Dataset rows:
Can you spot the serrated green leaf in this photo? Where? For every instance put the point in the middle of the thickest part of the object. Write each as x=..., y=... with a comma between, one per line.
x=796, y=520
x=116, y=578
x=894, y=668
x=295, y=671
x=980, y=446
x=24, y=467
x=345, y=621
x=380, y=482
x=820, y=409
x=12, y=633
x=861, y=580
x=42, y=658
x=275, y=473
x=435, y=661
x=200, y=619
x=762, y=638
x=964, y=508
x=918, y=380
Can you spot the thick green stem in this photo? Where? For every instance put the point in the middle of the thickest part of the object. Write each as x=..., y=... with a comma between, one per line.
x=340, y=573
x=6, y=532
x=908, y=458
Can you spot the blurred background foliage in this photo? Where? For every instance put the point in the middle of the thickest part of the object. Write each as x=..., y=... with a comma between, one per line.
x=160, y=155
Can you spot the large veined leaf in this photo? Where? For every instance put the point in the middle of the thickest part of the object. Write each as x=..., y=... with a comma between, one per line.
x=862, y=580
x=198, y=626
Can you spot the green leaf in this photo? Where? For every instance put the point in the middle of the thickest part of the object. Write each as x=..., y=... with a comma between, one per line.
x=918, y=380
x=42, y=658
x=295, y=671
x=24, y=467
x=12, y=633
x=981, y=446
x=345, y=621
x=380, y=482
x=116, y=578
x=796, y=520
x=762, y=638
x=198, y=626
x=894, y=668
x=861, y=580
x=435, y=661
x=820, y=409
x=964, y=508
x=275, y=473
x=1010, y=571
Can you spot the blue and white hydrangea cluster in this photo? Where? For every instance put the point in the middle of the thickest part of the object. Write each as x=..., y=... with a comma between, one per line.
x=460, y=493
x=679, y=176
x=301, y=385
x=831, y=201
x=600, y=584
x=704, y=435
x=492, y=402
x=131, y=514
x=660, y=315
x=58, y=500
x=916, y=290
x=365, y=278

Request:
Put the items from the line with "Can you spot the blurred" up to and including the line with "x=160, y=155" into a two-column CSV with the header item_text,answer and one row per item. Quote each field and replace any line breaks inside a field with spaces.

Output of the task:
item_text,answer
"Can you spot the blurred background foliage in this photo? Where? For every instance put the point in the middle of the thickest part of the object. Write each as x=..., y=... with a comma between, one per line.","x=160, y=155"